*** Begin section ***

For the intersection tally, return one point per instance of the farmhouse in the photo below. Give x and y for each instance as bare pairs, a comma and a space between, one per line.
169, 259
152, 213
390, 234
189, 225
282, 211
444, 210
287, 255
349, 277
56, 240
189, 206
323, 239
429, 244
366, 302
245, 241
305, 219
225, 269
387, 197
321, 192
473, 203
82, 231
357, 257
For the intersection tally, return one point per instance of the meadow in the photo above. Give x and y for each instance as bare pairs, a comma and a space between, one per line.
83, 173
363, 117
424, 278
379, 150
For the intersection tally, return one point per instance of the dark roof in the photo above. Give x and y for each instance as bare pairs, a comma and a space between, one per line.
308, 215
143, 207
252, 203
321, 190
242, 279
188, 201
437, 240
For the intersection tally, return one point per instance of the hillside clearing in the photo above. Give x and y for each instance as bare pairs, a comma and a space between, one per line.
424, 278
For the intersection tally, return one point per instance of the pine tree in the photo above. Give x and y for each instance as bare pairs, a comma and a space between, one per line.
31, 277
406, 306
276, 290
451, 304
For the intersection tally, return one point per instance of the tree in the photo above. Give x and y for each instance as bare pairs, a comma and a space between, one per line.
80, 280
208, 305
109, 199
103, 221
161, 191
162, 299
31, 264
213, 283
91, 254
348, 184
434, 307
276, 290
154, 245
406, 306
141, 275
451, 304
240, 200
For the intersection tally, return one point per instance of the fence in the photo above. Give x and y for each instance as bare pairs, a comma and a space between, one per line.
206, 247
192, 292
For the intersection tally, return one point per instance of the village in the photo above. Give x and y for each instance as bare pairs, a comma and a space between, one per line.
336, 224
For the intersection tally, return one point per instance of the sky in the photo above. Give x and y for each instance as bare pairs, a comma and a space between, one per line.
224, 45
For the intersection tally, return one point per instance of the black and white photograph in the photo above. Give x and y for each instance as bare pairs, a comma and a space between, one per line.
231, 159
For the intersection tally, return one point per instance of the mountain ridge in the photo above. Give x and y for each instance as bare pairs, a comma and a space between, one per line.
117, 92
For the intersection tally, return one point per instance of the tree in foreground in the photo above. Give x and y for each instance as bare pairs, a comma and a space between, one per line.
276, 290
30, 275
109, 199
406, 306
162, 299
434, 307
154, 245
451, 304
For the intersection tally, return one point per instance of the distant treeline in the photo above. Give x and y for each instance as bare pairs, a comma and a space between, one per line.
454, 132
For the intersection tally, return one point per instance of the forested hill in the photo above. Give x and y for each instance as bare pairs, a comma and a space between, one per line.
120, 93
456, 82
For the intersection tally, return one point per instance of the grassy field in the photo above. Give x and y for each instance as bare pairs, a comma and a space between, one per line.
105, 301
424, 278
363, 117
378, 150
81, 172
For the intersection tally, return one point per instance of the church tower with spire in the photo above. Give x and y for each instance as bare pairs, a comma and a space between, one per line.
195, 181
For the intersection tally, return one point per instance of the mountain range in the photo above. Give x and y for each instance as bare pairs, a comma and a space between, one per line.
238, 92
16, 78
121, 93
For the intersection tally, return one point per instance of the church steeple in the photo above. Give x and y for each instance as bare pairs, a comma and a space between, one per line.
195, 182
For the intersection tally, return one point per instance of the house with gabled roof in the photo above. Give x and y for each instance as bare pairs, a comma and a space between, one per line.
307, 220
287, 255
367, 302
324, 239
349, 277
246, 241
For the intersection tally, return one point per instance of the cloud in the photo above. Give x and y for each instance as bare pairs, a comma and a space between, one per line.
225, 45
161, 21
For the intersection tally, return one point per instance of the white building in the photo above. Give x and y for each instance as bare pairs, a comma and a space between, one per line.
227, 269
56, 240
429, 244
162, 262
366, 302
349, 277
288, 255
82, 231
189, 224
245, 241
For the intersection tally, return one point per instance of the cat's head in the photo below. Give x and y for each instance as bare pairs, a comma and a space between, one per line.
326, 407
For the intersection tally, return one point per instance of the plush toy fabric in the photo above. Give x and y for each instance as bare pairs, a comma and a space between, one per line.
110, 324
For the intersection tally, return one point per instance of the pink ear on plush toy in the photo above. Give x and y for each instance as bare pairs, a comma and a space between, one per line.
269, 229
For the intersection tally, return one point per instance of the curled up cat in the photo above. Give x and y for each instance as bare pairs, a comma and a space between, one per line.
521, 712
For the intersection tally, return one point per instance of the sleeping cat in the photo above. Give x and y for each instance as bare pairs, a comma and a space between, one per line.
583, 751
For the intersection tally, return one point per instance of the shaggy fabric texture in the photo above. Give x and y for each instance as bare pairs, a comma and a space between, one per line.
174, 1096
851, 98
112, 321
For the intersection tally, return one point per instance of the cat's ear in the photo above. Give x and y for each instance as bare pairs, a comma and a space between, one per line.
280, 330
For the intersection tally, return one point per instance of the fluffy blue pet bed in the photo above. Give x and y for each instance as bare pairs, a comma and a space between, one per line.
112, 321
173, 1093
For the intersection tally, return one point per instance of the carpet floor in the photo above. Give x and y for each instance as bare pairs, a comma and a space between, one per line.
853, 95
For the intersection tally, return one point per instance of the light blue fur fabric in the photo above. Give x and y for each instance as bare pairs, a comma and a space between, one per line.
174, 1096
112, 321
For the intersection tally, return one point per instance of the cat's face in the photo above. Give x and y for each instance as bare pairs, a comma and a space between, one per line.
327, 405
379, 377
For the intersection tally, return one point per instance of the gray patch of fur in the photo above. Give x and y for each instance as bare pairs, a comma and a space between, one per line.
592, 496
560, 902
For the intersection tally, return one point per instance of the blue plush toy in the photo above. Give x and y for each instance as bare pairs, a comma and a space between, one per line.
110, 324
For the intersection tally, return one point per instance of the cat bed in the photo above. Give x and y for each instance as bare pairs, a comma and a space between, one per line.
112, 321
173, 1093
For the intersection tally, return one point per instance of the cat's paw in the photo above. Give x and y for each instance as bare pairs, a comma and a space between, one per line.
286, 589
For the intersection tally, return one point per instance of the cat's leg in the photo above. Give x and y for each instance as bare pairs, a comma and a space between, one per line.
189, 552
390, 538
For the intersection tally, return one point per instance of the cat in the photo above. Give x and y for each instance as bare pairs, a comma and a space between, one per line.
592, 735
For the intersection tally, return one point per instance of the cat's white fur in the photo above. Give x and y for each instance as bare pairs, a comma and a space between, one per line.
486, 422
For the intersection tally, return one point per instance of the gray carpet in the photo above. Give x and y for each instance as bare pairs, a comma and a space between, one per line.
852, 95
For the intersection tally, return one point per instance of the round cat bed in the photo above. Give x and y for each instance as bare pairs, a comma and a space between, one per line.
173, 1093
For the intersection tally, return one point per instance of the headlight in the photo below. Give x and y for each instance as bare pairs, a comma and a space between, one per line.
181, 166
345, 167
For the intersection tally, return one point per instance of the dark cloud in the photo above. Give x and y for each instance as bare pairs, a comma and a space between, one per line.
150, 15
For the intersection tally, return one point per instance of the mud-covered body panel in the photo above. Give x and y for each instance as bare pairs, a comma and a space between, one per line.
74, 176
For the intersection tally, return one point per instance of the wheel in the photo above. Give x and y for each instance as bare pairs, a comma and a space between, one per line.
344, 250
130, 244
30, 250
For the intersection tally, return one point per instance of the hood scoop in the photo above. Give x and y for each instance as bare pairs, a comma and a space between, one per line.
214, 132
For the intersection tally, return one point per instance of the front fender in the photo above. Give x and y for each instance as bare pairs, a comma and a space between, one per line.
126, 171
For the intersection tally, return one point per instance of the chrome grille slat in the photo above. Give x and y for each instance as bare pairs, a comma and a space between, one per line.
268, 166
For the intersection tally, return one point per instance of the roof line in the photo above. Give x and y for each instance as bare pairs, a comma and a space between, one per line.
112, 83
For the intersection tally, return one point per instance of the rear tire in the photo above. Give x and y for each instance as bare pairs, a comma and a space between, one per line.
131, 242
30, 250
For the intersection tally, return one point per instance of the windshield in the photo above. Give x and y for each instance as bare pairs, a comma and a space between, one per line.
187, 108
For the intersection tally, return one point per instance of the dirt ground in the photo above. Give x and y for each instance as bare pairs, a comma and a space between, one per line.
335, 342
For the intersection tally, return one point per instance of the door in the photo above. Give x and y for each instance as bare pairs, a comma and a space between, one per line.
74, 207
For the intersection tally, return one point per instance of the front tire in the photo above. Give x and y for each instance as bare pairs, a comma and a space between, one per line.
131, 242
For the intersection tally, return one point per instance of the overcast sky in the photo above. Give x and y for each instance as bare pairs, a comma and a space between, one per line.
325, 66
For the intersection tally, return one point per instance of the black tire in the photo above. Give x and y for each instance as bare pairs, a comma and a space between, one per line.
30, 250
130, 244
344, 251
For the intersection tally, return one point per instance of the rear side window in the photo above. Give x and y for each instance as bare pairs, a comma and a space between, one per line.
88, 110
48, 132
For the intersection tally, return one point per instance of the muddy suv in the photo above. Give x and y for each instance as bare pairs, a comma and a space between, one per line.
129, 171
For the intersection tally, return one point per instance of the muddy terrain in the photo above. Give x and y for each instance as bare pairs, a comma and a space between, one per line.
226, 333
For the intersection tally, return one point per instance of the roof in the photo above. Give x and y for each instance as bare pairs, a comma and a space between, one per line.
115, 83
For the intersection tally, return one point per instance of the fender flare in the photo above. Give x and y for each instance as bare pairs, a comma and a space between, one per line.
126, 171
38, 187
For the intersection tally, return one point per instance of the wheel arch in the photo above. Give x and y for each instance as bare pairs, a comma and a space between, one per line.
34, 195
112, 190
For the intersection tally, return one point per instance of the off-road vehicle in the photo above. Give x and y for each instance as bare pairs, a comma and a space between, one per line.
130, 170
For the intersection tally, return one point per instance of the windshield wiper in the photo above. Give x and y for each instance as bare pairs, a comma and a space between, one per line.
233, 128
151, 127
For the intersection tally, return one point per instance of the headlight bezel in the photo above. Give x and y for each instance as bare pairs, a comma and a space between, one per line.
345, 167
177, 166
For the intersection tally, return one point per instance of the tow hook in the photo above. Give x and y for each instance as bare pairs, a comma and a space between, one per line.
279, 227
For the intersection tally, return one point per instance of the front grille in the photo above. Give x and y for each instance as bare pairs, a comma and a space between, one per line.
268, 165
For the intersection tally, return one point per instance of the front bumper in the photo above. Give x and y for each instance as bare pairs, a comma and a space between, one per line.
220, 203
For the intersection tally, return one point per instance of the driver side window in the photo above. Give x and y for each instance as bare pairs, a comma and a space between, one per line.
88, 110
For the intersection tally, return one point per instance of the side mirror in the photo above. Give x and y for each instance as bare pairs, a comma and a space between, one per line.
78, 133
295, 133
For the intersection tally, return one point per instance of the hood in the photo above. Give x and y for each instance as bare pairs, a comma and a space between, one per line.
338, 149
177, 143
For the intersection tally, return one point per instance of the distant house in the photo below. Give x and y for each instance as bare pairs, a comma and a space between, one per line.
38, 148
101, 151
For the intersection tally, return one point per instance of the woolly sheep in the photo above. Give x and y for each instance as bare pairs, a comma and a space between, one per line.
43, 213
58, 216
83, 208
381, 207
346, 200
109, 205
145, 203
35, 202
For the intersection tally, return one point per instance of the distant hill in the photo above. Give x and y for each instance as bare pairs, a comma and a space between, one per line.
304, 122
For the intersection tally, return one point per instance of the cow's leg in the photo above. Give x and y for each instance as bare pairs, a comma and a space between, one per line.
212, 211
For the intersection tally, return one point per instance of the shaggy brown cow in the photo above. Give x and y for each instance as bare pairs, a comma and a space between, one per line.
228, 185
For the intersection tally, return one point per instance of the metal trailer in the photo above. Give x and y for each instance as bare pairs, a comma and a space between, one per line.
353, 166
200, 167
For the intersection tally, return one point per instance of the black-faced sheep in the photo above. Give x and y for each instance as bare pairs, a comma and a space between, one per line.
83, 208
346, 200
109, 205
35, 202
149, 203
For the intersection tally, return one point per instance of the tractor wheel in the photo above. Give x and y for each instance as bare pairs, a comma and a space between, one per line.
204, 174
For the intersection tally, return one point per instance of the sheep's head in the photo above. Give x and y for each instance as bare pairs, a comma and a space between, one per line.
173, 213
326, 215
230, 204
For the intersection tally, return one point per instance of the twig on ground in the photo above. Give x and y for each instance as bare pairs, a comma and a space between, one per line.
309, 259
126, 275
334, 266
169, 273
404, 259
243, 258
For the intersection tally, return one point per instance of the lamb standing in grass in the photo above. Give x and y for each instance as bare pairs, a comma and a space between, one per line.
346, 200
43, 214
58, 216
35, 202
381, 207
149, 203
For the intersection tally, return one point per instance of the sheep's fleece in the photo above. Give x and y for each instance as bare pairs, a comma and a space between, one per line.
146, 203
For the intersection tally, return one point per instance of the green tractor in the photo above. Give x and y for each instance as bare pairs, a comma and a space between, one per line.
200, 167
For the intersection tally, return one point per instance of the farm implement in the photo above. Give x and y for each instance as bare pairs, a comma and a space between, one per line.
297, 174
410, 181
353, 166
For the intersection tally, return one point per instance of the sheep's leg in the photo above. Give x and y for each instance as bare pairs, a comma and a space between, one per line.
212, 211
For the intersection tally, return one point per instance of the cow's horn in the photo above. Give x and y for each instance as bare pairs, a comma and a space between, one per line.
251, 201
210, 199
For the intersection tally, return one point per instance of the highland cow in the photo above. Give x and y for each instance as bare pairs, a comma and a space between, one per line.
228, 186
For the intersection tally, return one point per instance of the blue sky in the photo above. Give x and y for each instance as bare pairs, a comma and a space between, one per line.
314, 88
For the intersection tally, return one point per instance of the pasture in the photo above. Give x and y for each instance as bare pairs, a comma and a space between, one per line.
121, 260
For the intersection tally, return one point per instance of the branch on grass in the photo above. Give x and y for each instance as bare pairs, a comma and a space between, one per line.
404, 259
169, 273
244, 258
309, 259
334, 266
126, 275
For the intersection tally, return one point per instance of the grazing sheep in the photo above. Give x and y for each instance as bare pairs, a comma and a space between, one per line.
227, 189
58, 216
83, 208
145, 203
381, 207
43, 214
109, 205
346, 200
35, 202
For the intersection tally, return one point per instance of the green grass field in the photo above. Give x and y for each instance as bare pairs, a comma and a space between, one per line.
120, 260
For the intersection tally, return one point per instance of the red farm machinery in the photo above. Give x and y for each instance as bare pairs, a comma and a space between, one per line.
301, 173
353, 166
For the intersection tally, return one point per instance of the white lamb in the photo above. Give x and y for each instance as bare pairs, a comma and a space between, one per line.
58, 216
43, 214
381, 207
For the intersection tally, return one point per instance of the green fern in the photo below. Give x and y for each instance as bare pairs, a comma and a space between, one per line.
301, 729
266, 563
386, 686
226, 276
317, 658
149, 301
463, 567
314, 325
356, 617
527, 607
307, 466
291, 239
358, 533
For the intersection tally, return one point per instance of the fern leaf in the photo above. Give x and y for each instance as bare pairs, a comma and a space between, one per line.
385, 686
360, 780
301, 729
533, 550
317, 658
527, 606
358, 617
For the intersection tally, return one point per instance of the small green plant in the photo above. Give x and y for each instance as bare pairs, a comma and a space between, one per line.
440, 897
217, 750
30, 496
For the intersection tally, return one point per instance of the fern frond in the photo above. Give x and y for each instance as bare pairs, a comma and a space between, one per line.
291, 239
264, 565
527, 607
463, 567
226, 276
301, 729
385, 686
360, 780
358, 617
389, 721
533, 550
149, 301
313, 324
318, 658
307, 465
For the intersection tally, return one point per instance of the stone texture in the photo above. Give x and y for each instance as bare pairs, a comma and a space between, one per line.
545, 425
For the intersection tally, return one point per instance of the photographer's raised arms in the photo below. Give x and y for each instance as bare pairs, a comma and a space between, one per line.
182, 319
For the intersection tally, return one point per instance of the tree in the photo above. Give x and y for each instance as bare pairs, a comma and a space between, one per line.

*** End section ***

* **Your goal**:
Lines from the one containing "of the photographer's" through the last line of the records, restated word for word: that is the whole response.

* **Output of the exercise**:
For the intersection tally, return one point per instance of the photographer's raised arms in the photo below. Give x and y for each instance as bare pairs, a comma and a space between, one per line.
182, 319
For the intersection tally, return one point per instance of the tree in the photo above. Give x and y for each instance as bare pairs, a comma and a space between, one per line.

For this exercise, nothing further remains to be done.